Coordinate labeling data:
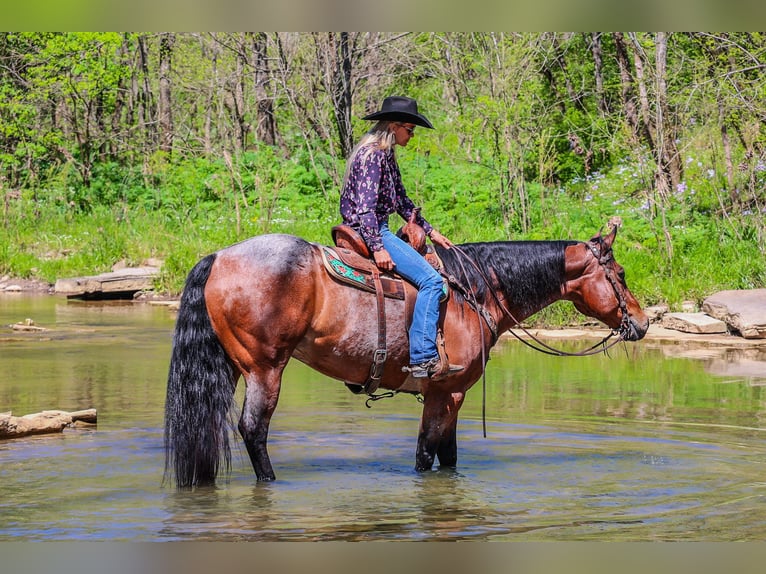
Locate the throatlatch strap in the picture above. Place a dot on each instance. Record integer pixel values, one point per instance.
(379, 358)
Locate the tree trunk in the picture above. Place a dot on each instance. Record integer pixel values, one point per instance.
(265, 126)
(669, 157)
(341, 92)
(626, 84)
(598, 71)
(167, 42)
(146, 105)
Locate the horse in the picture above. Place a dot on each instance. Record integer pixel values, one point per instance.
(249, 308)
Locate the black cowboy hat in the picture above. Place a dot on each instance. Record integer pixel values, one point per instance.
(400, 109)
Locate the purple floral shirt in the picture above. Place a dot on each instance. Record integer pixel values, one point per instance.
(374, 191)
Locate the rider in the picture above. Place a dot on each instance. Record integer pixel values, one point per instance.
(373, 190)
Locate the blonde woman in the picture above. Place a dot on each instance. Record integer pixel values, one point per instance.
(373, 190)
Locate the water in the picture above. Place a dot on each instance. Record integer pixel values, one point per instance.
(642, 445)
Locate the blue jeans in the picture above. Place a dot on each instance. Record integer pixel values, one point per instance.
(413, 267)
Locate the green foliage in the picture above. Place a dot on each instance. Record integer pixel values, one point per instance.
(526, 146)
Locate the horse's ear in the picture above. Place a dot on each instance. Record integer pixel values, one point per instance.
(615, 223)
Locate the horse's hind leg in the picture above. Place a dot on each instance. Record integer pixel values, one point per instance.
(446, 452)
(261, 396)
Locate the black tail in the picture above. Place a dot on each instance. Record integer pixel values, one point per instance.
(200, 391)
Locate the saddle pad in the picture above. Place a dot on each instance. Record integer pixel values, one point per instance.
(352, 269)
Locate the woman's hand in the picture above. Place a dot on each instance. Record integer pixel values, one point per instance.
(440, 240)
(383, 260)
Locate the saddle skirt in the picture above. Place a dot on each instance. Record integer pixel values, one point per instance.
(352, 269)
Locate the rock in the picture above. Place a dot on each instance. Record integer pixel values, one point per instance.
(655, 312)
(693, 323)
(743, 310)
(689, 307)
(44, 422)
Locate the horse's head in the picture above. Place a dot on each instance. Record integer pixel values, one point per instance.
(595, 283)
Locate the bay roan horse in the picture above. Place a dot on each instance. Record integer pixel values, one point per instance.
(248, 308)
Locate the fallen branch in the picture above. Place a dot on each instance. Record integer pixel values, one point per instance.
(44, 422)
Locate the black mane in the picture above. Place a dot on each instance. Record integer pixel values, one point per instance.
(528, 271)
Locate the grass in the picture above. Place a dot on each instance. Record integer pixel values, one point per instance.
(48, 238)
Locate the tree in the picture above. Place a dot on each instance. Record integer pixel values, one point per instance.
(167, 42)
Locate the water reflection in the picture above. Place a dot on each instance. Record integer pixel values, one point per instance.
(643, 444)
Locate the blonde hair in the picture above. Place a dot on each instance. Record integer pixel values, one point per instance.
(378, 137)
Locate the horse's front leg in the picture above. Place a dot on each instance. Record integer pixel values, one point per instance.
(438, 429)
(261, 396)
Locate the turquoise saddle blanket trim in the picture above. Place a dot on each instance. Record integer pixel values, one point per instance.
(356, 271)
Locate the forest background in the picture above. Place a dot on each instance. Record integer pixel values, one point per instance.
(130, 146)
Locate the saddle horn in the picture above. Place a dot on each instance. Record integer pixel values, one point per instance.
(413, 233)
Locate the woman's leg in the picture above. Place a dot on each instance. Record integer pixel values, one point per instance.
(413, 267)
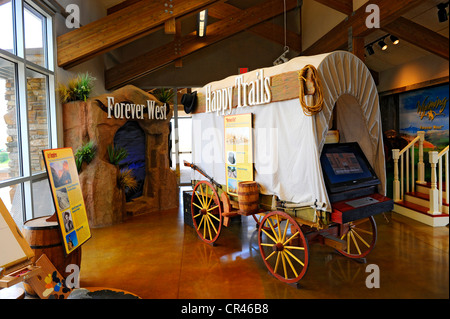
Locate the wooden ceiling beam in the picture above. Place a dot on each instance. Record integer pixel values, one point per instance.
(121, 27)
(344, 6)
(338, 37)
(140, 66)
(121, 6)
(267, 30)
(419, 36)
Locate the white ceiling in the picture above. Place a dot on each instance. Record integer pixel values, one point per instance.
(110, 3)
(424, 14)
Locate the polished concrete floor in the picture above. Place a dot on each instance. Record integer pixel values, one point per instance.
(157, 256)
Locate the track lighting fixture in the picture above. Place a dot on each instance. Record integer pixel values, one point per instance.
(394, 39)
(382, 45)
(202, 23)
(370, 50)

GOAL
Output every entry word for word, but omit the pictures.

EXPECTED OUTPUT
Locate the throatlatch strap in the picture above. Place a dot on each instance. Record integer pixel values, one point per instance.
(379, 358)
Locate the tree trunk in the picture above. Place a dot on each instance. Record integer pixel values, one point per instance.
(265, 126)
(669, 157)
(341, 92)
(626, 84)
(598, 71)
(167, 42)
(146, 105)
Locate the horse in the picture above. Place a dot on each instance. Record integer pixel values, one point per instance.
(249, 308)
Locate the black cowboy hat in the picture above. Place a dot on each instance. Record integer pixel values, one point per instance.
(400, 109)
Locate the purple floral shirt in the picture above. Place a dot on each instance. Record integer pixel values, one point per instance.
(374, 191)
Locate the rider in the picture above. Place a dot on each instance. Record integer pixel values, one point per instance.
(373, 190)
Locate the blonde woman in the picture above. Place a dot on each instance. Record integer pixel values, one point per instance.
(373, 190)
Locate the water in the picture above. Place a dot on each instance. Record integer pixel values, one point per instance.
(642, 445)
Locate the blue jeans in the picture above. Place a dot on each instance. Record integer pixel values, one point per instance.
(413, 267)
Locate the green foliage in the picture above. Place a dot on each instance. Record integer pixel values, one point per instance.
(526, 146)
Locate the horse's ear in the picture above. Place a dot on each instance. Record integer pixel values, one point per instance.
(615, 223)
Locate the horse's hind leg in the picture above. Place a dot on each instance. Record integer pixel values, one point per instance.
(446, 452)
(261, 396)
Locate the black tail in the picture above. Place a dot on each instance. Record integer pixel values, one point per instance.
(200, 391)
Locate the saddle pad in the picture above. Place a dot on each instance. Record integer pixel values, one point per instance.
(352, 269)
Locate the woman's hand in the picture above. Place a dot on each instance. Record integer pixel values, one point per instance.
(440, 240)
(383, 260)
Locate the saddle skirt in the picture above. Place a dot on each instance. Record integer pixel values, one point per instance.
(352, 269)
Locate the rock in the picture above. Place a dot on each instance. Record integer pixel values, one point per instance.
(655, 312)
(693, 323)
(743, 310)
(689, 307)
(44, 422)
Locate the horse's head in the picture above. Place a dot on each instance. Record integer pixel values, one point per instance.
(595, 283)
Locate the bay roan horse in the picture above. Place a dot on each instance. Record integer pixel values, one point per instance.
(248, 308)
Locate the fallen branch in the picture above. Place a dot on each instance. Record integer pixel values, one point per instance.
(44, 422)
Locate the black mane in the picture above. Place a dot on each instance. Record integer pixel values, one point per instance.
(528, 271)
Locate the grass in the picture above. Place a dot on each instance. Record integer pixel values, one point per instance.
(48, 238)
Locate the tree in the picture above. Place a dot on each instance. Record integer pixel values, one point per instance.
(167, 42)
Locate the water reflection in the picture above. Place a dot on each instance. Record integer pixel values, one point per instance.
(643, 444)
Locate the blonde hair in the picture above. Place a dot on each instance. Record integer pixel values, one point per instance.
(378, 137)
Locate the horse's front leg in the picture above. Place a dot on each instance. Record integer pixel values, one point per instance.
(438, 429)
(261, 396)
Locate the turquoise saddle blanket trim in the picture above. Place a dot on each instance. Record integer pixel values, one point per instance.
(356, 271)
Locate the forest background in the picture above. Place a dot on each instance. Record integer pixel values, one point per instance.
(130, 146)
Locate the saddle horn in the picture above. Place a dot on each instance. Record integer pixel values, one point per instance.
(413, 233)
Locate the woman's leg in the picture above. Place a dot on each instance. Record integer pixel values, one point per instance.
(413, 267)
Locate the wooden ceiling beam in the picture above. Place a dot on each instance. Record integer pixel values, one point per instance.
(121, 27)
(344, 6)
(338, 37)
(140, 66)
(121, 6)
(267, 30)
(419, 36)
Locate the white ceiling in the picture above. Place a dot on each instance. Record integer pixel values, one point per instance.
(110, 3)
(424, 14)
Locate the polished concrete floor in the picture above. Place a dot on each instance. Record integer pixel values, one point per instance.
(157, 256)
Locate the track lighting fixture in the picture above. Place a dot on each instance. Record integer pixel values, one point per instance.
(394, 39)
(382, 45)
(202, 23)
(370, 50)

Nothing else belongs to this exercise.